→ Do this:
Reproduce every one of the rows below word for word, leaving out the pictures.
Start of Entries supplied
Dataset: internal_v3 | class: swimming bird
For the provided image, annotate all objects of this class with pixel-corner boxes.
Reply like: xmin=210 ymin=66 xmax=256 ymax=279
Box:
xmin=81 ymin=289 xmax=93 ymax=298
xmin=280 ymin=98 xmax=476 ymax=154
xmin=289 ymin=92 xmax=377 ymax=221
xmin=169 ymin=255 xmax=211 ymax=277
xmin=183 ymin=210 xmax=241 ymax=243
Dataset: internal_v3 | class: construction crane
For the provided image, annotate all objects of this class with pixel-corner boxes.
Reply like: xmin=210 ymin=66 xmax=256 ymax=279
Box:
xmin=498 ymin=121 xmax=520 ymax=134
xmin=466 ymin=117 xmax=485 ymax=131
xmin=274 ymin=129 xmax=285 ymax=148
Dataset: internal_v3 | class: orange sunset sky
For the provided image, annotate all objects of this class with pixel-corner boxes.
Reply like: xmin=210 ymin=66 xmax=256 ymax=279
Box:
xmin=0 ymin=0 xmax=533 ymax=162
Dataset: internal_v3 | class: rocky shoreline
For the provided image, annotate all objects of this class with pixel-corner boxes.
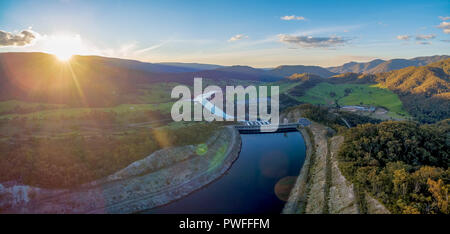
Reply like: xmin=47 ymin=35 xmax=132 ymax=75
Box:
xmin=282 ymin=110 xmax=389 ymax=214
xmin=0 ymin=127 xmax=241 ymax=213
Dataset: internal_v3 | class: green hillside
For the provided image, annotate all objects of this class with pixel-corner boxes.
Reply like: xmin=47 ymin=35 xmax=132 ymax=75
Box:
xmin=290 ymin=82 xmax=409 ymax=117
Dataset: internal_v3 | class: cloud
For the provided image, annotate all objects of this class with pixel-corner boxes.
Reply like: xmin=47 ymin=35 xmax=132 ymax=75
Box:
xmin=278 ymin=34 xmax=348 ymax=48
xmin=280 ymin=15 xmax=306 ymax=20
xmin=0 ymin=30 xmax=36 ymax=47
xmin=438 ymin=22 xmax=450 ymax=34
xmin=397 ymin=35 xmax=411 ymax=41
xmin=416 ymin=34 xmax=436 ymax=41
xmin=228 ymin=34 xmax=248 ymax=42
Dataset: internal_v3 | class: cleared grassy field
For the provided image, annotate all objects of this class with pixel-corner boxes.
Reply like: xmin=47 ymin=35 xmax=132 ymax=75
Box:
xmin=296 ymin=82 xmax=409 ymax=117
xmin=0 ymin=100 xmax=65 ymax=115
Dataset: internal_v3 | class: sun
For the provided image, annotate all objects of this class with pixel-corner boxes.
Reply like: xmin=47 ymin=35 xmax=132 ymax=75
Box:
xmin=46 ymin=35 xmax=84 ymax=61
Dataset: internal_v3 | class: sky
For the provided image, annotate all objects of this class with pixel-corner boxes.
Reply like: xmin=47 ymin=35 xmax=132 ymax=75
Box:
xmin=0 ymin=0 xmax=450 ymax=67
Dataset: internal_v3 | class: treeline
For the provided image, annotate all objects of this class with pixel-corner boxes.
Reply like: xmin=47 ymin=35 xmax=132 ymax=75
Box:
xmin=0 ymin=122 xmax=223 ymax=188
xmin=286 ymin=104 xmax=381 ymax=130
xmin=339 ymin=121 xmax=450 ymax=214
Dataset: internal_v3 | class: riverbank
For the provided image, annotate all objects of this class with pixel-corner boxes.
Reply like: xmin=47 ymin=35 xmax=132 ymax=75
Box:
xmin=282 ymin=109 xmax=389 ymax=214
xmin=0 ymin=127 xmax=241 ymax=213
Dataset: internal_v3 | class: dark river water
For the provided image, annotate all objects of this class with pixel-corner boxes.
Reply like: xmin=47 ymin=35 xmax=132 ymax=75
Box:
xmin=145 ymin=131 xmax=305 ymax=214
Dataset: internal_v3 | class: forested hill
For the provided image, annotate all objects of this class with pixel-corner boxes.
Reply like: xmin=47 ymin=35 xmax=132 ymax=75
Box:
xmin=339 ymin=121 xmax=450 ymax=214
xmin=327 ymin=55 xmax=450 ymax=74
xmin=330 ymin=58 xmax=450 ymax=123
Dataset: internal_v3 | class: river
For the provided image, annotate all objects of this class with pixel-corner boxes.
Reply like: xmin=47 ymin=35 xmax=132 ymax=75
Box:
xmin=145 ymin=131 xmax=306 ymax=214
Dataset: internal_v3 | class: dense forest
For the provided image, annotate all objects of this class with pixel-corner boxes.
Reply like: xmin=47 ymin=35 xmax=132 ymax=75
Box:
xmin=286 ymin=104 xmax=381 ymax=130
xmin=339 ymin=120 xmax=450 ymax=214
End of Entries supplied
→ Response for this exercise:
Dataset: internal_v3 | class: swimming bird
For the provided image, annotate all objects of this class with pixel-corner boxes.
Reply like: xmin=210 ymin=66 xmax=256 ymax=279
Box:
xmin=81 ymin=289 xmax=93 ymax=298
xmin=280 ymin=98 xmax=476 ymax=154
xmin=289 ymin=92 xmax=377 ymax=221
xmin=169 ymin=255 xmax=211 ymax=277
xmin=183 ymin=210 xmax=241 ymax=243
Dataset: internal_v3 | class: construction crane
For the provided image, annotate all objects of this class with pixel-corner boxes.
Reply like: xmin=210 ymin=66 xmax=256 ymax=279
Box:
xmin=498 ymin=121 xmax=520 ymax=134
xmin=466 ymin=117 xmax=485 ymax=131
xmin=274 ymin=129 xmax=285 ymax=148
Dataset: internal_v3 | class: orange sunset sky
For the provided image, annotate all objects of this class with pixel-corner boxes.
Reply like: xmin=210 ymin=66 xmax=256 ymax=279
Box:
xmin=0 ymin=0 xmax=533 ymax=162
Dataset: internal_v3 | class: rocky shoreline
For the provided image, annotate all objects of this class with pixel-corner boxes.
Reply like: xmin=47 ymin=35 xmax=132 ymax=75
Box:
xmin=282 ymin=110 xmax=389 ymax=214
xmin=0 ymin=127 xmax=241 ymax=213
Dataset: internal_v3 | class: green hillside
For the provided image, annotate all objects of this class with pixel-corner boxes.
Reply like: xmin=47 ymin=35 xmax=132 ymax=75
Box:
xmin=290 ymin=82 xmax=409 ymax=117
Dataset: internal_v3 | class: cloud
For the provided image, annotate all objects of this class with pixel-corner boxes.
Reply like: xmin=47 ymin=35 xmax=132 ymax=75
Box:
xmin=278 ymin=34 xmax=348 ymax=48
xmin=280 ymin=15 xmax=306 ymax=20
xmin=0 ymin=30 xmax=36 ymax=47
xmin=438 ymin=22 xmax=450 ymax=34
xmin=397 ymin=35 xmax=411 ymax=41
xmin=416 ymin=34 xmax=436 ymax=41
xmin=228 ymin=34 xmax=248 ymax=42
Dataset: internal_v3 | class: cleared grassy field
For the provided image, annotate all objects of this class with pixel-corner boxes.
Reply like: xmin=47 ymin=35 xmax=132 ymax=75
Box:
xmin=296 ymin=82 xmax=409 ymax=117
xmin=0 ymin=100 xmax=65 ymax=115
Dataset: internal_v3 | class: sun
For the provided image, annotate all objects of this class with pixel-corner boxes.
Reply like: xmin=47 ymin=35 xmax=132 ymax=75
Box:
xmin=46 ymin=35 xmax=84 ymax=61
Dataset: internal_v3 | class: sky
For the provided image, annotate all objects of this class with pixel-corner boxes.
Reply like: xmin=47 ymin=35 xmax=132 ymax=75
Box:
xmin=0 ymin=0 xmax=450 ymax=67
Dataset: internal_v3 | class: treeline
For the provided image, annotate all objects of this class with pixel-corner boxes.
Reply like: xmin=47 ymin=35 xmax=132 ymax=75
Box:
xmin=0 ymin=122 xmax=223 ymax=188
xmin=286 ymin=104 xmax=381 ymax=130
xmin=339 ymin=121 xmax=450 ymax=214
Dataset: internal_v3 | class: riverbank
For the provided image, annotate all objects of this class with pixel-corner boxes.
Reply like: xmin=47 ymin=35 xmax=132 ymax=75
Box:
xmin=282 ymin=109 xmax=389 ymax=214
xmin=0 ymin=127 xmax=241 ymax=213
Dataset: internal_v3 | class: dark river water
For the provided image, annotate all objects of this class with pixel-corner boxes.
Reply like: xmin=47 ymin=35 xmax=132 ymax=75
Box:
xmin=145 ymin=131 xmax=305 ymax=214
Dataset: internal_v3 | class: forested hill
For the provided image, annotate all objects of this class with pixel-corner boxes.
Reply like: xmin=47 ymin=35 xmax=132 ymax=75
Box:
xmin=339 ymin=121 xmax=450 ymax=214
xmin=327 ymin=55 xmax=450 ymax=74
xmin=330 ymin=58 xmax=450 ymax=123
Dataset: internal_v3 | class: river
For the provided image, annotate all objects of this class with pixel-corner boxes.
Reply like: xmin=47 ymin=35 xmax=132 ymax=75
Box:
xmin=145 ymin=131 xmax=306 ymax=214
Dataset: internal_v3 | class: dense forest
For the provided image, annotate all objects of this class with pixel-corner boxes.
Reply like: xmin=47 ymin=35 xmax=132 ymax=75
Box:
xmin=286 ymin=104 xmax=381 ymax=130
xmin=339 ymin=120 xmax=450 ymax=214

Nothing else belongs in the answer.